• _Goal of the exercise_: Ignoring the pictures, repeat every entry below exactly as it appears.

• _Dataset entries_:
....
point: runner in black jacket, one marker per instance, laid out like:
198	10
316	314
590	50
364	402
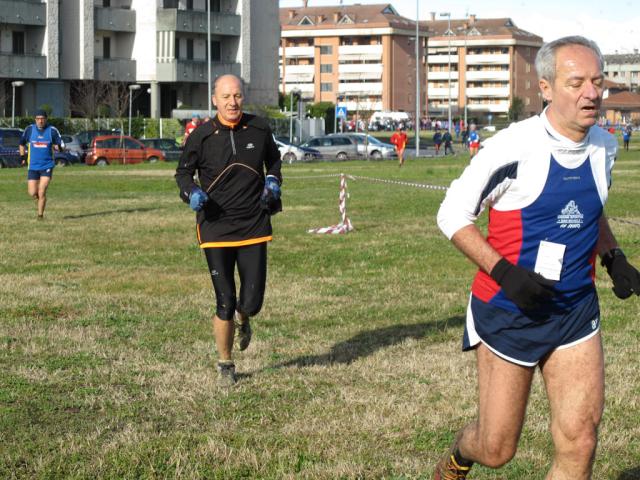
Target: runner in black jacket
233	201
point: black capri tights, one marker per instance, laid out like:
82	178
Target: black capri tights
252	269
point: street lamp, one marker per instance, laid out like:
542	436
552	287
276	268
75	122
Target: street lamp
417	122
291	95
14	85
131	89
448	15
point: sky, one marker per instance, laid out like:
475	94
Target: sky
613	24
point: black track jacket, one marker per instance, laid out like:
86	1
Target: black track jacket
231	164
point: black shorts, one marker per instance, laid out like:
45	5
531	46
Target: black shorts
252	269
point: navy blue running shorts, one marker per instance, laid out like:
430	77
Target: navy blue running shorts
36	174
523	340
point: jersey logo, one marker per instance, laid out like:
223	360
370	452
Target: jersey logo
570	216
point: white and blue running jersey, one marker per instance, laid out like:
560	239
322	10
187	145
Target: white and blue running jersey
538	186
39	145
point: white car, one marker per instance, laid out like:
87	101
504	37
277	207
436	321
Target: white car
292	153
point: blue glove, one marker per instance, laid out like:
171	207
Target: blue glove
197	199
273	185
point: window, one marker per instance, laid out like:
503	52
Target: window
189	48
216	51
106	47
131	144
18	43
11	139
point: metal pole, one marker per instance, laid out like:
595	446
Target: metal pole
449	61
130	102
13	106
466	34
291	116
417	122
209	55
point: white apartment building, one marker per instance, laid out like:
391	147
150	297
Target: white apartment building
160	45
623	68
481	64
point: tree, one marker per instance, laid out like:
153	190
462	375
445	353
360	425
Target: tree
516	109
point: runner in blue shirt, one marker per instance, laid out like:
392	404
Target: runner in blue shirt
36	150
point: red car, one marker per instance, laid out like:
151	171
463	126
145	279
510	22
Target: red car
108	149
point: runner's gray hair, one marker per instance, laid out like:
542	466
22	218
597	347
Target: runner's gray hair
546	57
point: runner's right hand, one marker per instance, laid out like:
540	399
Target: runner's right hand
197	199
528	290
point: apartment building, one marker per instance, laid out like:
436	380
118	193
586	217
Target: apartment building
624	68
362	56
160	45
483	64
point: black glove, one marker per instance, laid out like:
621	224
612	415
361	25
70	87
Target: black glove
528	290
625	277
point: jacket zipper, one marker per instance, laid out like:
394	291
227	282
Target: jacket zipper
233	143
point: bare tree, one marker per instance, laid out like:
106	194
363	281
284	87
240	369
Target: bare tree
85	98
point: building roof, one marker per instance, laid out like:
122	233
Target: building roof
622	100
504	27
343	16
622	59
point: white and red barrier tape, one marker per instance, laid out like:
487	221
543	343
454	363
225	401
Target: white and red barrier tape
345	225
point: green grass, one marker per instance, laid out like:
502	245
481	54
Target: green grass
355	370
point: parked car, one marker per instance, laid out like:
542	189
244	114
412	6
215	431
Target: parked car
66	158
168	146
9	151
108	149
292	153
340	147
73	144
370	146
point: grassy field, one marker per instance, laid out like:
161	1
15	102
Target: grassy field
355	370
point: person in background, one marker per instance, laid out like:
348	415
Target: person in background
399	139
36	151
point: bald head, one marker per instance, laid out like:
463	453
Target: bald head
228	97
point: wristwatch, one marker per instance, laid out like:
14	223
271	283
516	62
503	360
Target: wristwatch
607	258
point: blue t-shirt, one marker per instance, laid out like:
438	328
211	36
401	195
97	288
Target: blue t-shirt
39	145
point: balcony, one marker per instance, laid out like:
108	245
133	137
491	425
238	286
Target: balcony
21	12
443	76
488	59
115	19
363	106
441	59
497	107
475	92
363	88
367	71
114	69
442	92
488	75
359	53
190	21
297	52
182	70
23	66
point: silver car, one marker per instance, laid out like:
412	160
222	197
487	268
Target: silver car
370	146
340	147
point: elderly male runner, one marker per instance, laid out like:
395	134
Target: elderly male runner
545	181
36	151
233	201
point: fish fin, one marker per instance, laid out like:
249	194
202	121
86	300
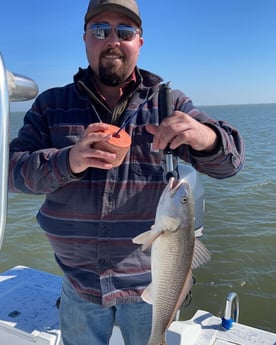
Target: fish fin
184	292
147	294
201	254
146	238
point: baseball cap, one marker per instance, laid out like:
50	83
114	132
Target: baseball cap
126	7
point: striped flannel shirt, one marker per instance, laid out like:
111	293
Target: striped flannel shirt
90	219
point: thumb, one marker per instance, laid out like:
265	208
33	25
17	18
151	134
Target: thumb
152	129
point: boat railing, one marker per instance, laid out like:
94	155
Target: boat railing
13	88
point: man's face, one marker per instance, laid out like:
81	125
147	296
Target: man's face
112	60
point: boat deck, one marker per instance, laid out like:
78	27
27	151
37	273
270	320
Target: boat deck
29	314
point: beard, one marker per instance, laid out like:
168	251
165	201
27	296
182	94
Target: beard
113	74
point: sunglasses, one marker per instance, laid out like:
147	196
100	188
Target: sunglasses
124	32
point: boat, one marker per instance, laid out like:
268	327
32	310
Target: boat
29	298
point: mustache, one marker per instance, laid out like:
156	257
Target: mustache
112	51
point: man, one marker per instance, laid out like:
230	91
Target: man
91	210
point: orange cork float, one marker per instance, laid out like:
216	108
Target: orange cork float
118	144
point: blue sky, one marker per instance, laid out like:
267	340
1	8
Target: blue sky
216	51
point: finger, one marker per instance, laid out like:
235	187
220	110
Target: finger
152	129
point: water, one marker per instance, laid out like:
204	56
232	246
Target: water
240	226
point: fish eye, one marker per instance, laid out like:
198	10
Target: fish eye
183	200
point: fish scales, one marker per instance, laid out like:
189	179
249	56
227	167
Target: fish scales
173	244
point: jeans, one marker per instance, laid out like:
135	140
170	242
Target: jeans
86	323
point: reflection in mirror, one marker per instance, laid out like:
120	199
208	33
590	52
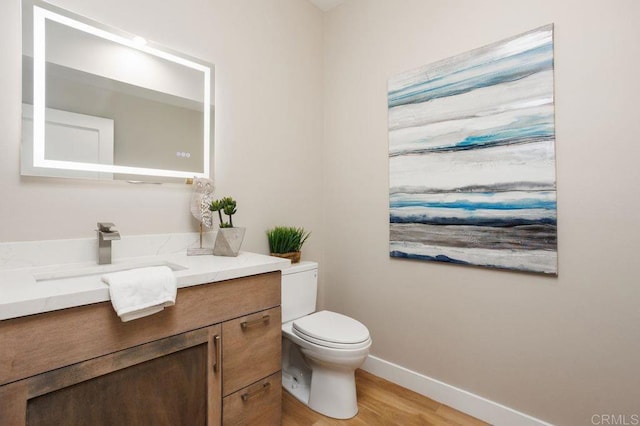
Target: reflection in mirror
100	103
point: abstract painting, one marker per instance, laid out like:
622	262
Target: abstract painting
472	158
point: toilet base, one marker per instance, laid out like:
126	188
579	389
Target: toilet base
324	387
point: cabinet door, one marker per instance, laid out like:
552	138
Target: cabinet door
251	349
172	381
257	404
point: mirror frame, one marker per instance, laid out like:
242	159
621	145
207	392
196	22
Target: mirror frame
42	12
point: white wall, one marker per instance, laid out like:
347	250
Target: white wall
560	349
268	58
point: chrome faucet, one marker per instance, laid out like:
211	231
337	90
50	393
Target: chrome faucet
105	236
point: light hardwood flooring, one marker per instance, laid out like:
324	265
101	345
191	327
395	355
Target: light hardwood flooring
380	402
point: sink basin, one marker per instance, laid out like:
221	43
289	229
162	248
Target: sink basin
86	271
....
• _Result of this task_:
point: runner in black jacket, one marker per instance, laid out like:
198	10
316	314
590	50
364	402
Target: runner in black jacket
233	201
point: black capri tights, one marker per instance, laid out like:
82	178
Target: black capri tights
252	269
point: street lamp, one marker per instance, laid out like:
542	436
552	287
276	268
75	122
Target: street lamp
417	122
291	95
14	85
131	89
448	15
point: sky, one marker per instance, laid out like:
475	94
Target: sky
613	24
point: black track jacket, one marker per instance, laid out like:
86	1
Target: black track jacket
231	164
point: black shorts, one marker per instance, laid out like:
45	5
531	46
Target: black shorts
252	269
point: navy blue running shorts, one marker per instance, laid out like:
430	77
Target: navy blue running shorts
36	174
523	340
point: jersey logo, one marker per instance, laid out like:
223	360
370	452
Target: jersey logo
570	216
point: white and blue running jersey, one marker per instance, laid out like:
560	239
322	10
187	145
Target: white and blue running jersey
538	186
39	145
point: white car, one marker per instance, laid out like:
87	101
504	37
277	207
436	321
Target: white car
292	153
point: blue glove, one marker per instance, laid out like:
171	207
Target: blue glove
197	199
273	185
point: window, one marker per instance, laid out like:
503	52
Target: window
189	48
216	51
106	47
131	144
18	43
11	139
point: metal pole, one marker per instance, laid out like:
595	446
Target: metal pole
449	61
130	102
13	106
466	34
291	116
417	122
209	55
point: white apartment building, one marker per instance, laid out like:
391	147
150	297
Target: white apartment building
160	45
623	68
481	64
point: tree, one marker per instance, laid out like:
153	190
462	375
445	353
360	425
Target: tree
516	109
point: runner in blue shirt, one marker per instance, laid out like:
392	404
Target: runner in blue shirt
36	150
point: red car, one marker per instance, laid out like:
151	171
463	126
145	279
510	22
Target: red car
108	149
point: runner's gray hair, one marker per instance, laid out like:
542	466
22	218
597	347
Target: runner's gray hair
546	57
point: runner's right hand, one marker per instance, laid out like:
540	399
Target: runner's right hand
197	199
528	290
point: apartment building, one marker per instance, laid out like:
436	380
118	193
586	217
Target: apartment building
624	68
362	56
160	45
483	64
point: black glove, one marker per instance, laid out like:
621	224
612	415
361	25
70	87
Target: black glove
528	290
625	277
point: jacket zipper, one marker per instance, laid out like:
394	291
227	282
Target: jacket zipper
233	143
point: bare tree, one marker per instance, laid out like:
106	194
363	281
284	87
240	369
Target: bare tree
85	98
point: building roof, one marker per instance, laid out like:
122	233
Target: building roof
622	100
504	27
343	16
622	59
point: white and red barrier tape, one marker per instance, laid out like:
487	221
543	343
454	363
225	401
Target: white and red barrier tape
345	225
point: green grass, one marker per instance, laid out like:
502	245
481	54
Target: green grass
355	370
point: parked car, one marker per instance, laid out like:
542	189
244	114
412	6
215	431
Target: parked car
66	158
168	146
9	151
108	149
292	153
340	147
73	144
370	146
point: grassy field, one marker per instance, laid out like:
161	1
15	102
Target: grassy field
355	370
point: person in background, one marker per instance, laid out like:
348	415
Target: person in background
399	139
36	151
point: bald head, one marker per instance, laid out like:
463	453
Target: bald head
228	97
point: wristwatch, one marker per instance, laid out like:
14	223
271	283
516	62
503	360
Target: wristwatch
607	258
point: blue t-shirt, one marker per instance, laid out like:
438	328
211	36
401	195
97	288
Target: blue t-shirt
39	145
point: balcony, one marker per instance, laid out like:
108	245
133	137
491	425
238	286
Target: balcony
21	12
443	76
488	59
115	19
363	106
441	59
497	107
475	92
363	88
367	71
114	69
442	92
488	75
359	53
190	21
297	52
182	70
23	66
point: silver car, one marker per instance, laid out like:
412	160
222	197
487	268
Target: silver car
370	146
340	147
point: elderly male runner, one marker per instance, laid out like:
395	134
Target: elderly male runner
545	181
36	151
233	201
point: fish fin, one marker per instance, laid out like:
249	194
202	121
86	300
Target: fish fin
184	292
147	294
201	254
146	238
point: baseball cap, one marker per instance, laid out like:
50	83
114	132
Target: baseball cap
126	7
point: striped flannel shirt, one marker per instance, laid out like:
111	293
Target: striped flannel shirt
90	219
point: thumb, one marker per instance, laid out like:
265	208
33	25
17	18
151	134
Target: thumb
152	129
point: boat railing, one marker per instance, laid out like:
94	155
Target: boat railing
13	88
point: man's face, one marker per instance, laid out like:
81	125
147	296
Target: man's face
112	60
point: boat deck, one marker per instance, laid out like:
78	27
27	151
37	273
270	320
Target: boat deck
29	314
point: beard, one marker per instance, laid out like:
168	251
165	201
27	296
182	94
Target: beard
113	74
point: sunglasses, one marker per instance, laid out like:
147	196
100	188
Target: sunglasses
124	32
point: boat, one marker per instance, laid out like:
268	327
32	310
Target: boat
29	298
point: mustache, one marker per instance, laid out like:
156	257
Target: mustache
112	51
point: man, one marker per instance, laid out like:
230	91
Target: man
91	210
point: orange cork float, one marker per instance, laid out like:
216	108
Target: orange cork float
118	144
point: blue sky, one marker per instance, laid out like:
267	340
1	8
Target: blue sky
216	51
point: finger, one marker per instance, laid out like:
235	187
220	110
Target: finger
152	129
point: water, one marker per instance, laid out like:
204	56
232	246
Target: water
240	226
point: fish eye, one marker per instance, laid out like:
198	10
Target: fish eye
183	200
point: fish scales, one marker per instance, laid out like:
189	179
249	56
227	167
Target: fish scales
173	244
point: jeans, one marker per instance, laid out like:
135	140
170	242
Target: jeans
86	323
point: reflection in mirror, one marker per instance, laid out like:
120	199
208	33
590	52
Target: reflection in mirror
100	103
point: abstract painting, one marker per instance, laid out like:
622	262
Target: abstract painting
472	158
point: toilet base, one marker per instance, laid out like:
126	188
579	389
Target: toilet base
324	387
point: cabinet door, one marker per instance, laid out like:
552	138
Target: cabinet door
251	349
172	381
257	404
point: mirror frame, one marker per instance, laid out like:
242	159
621	145
207	392
196	22
Target: mirror frame
42	12
point: white wall, one marker per instance, laid out like:
347	250
Target: white wall
560	349
268	58
point: chrome faucet, one marker per instance, laid out like:
211	231
337	90
50	393
Target: chrome faucet
105	236
point: light hardwood flooring, one marker per instance, laid out like:
324	265
101	345
191	327
395	355
Target: light hardwood flooring
380	402
point: sink basin, one marker per instance, laid out like:
221	43
289	229
162	248
Target: sink basin
86	271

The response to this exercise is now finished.